Given text:
A recycling company owned by German supermarket giant Schwarz Group is making a push into the U.S. and partnering with Michigan-based ACI Plastics Inc. to invest more than $90 million in factories in California and South Carolina.
The new plants, which will start with plastic film recycling in Riverside, Calif., and mixed rigid containers in Westminster, S.C., are targeting hard-to-recycle plastics previously exported to Asia but are increasingly stuck in the U.S. after China's 2018 ban on imports of some recyclable scrap.
The companies have plans beyond that. They see demand allowing them to open several more plastics recycling plants in the U.S. annually for the next few years, said Hendrik Dullinger, vice president of Los Angeles-based PreZero US Inc., which is a subsidiary of the Neckarsulm, Germany-based Schwarz Group.
Schwarz is one of the world's largest grocery store firms, operating the Lidl chain with 11,000 stores in 32 countries, but in recent years it's been branching into waste management.
It may seem an unlikely foray, but German laws require retailers to assume significant responsibility for managing packaging waste. Schwarz executives have invested in that sector as well, buying Tönsmeier Group to become Germany's fifth-largest waste management firm.
As Schwarz has expanded its grocery operations in the U.S. — Lidl opened its first U.S. store in 2017 and has nearly 100 locations in the eastern U.S. — its PreZero environmental operations have also moved into the country. It acquired San Diego-based recycling services firm Resource Management Group in 2018.
As part of a growth strategy, ACI President Scott Melton said the two companies developed recycling systems designed to better handle streams of mixed plastic containers, mainly polyethylene and polypropylene, and plastic film.

Work to complete:
A) Sum up the article about PreZero's U.S. recycling plants in two sentences.
B) Continue the article about PreZero's U.S. recycling plants, starting after its final sentence.
The lines that come next are separate material and have no connection to the article about PreZero's U.S. recycling plants.

Data:
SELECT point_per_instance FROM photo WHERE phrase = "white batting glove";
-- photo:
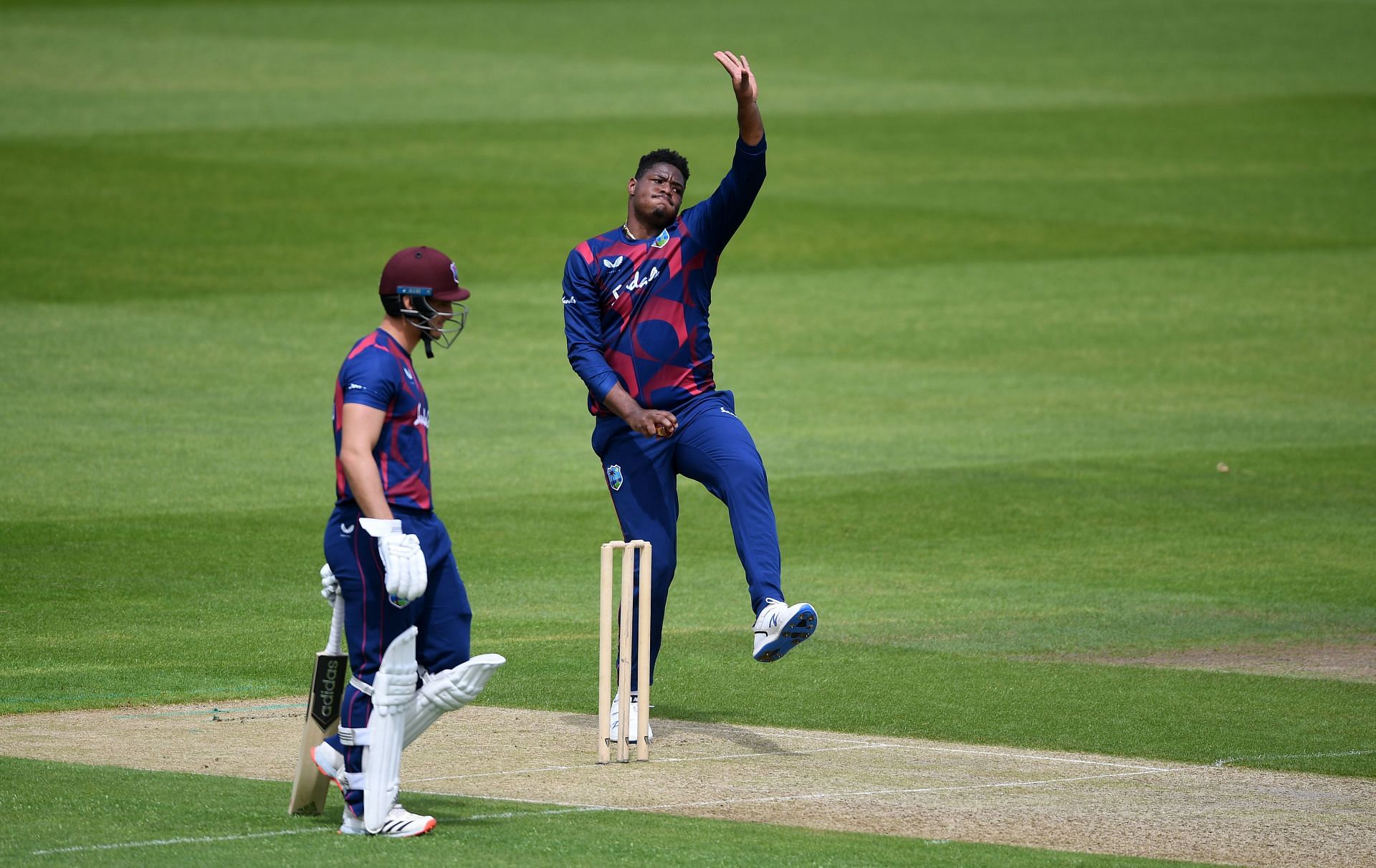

Answers in order:
A) PreZero, a recycling company owned by the German supermarket group Schwarz, is partnering with Michigan-based ACI Plastics to invest more than $90 million in plants in Riverside, Calif., and Westminster, S.C., that will handle hard-to-recycle plastics stuck in the U.S. since China's 2018 ban on some scrap imports. Schwarz, which runs the Lidl chain, has moved into waste management partly because German laws make retailers responsible for packaging waste, and the companies expect to open several more U.S. plastics recycling plants each year for the next few years.

B)
They feel they have technology to more profitably handle that, he said.
"We have researched and invested in state-of-the-art equipment for both mixed rigid plastics and [low density PE] film," Melton said. "The use of this equipment in the right sequence allows us to obtain a higher yield, higher purity and a better pellet that will be consistent from lot to lot."
End markets include consumer product packaging, agriculture, automotive and general manufacturing, selling to both injection molders and bag blow molders.
Melton said Flint, Mich.-based ACI and PreZero started talking in March 2018, formed the partnership in early 2019 and started ordering equipment in the middle of last year.
"The time is right because there is an abundant supply of mixed rigid plastics and LDPE/LLDPE film in the market, and there is a strong desire for high-quality recycled pellets by U.S. manufacturers from domestic sources," he said.
The South Carolina operation, a $13 million investment, plans to come on stream midyear at an existing ACI facility and will be adding two extrusion lines. The facility will have capacity to process 60 million pounds a year of rigid plastic containers, tubs and lids, including sourcing from post-consumer bales of plastics 3-7.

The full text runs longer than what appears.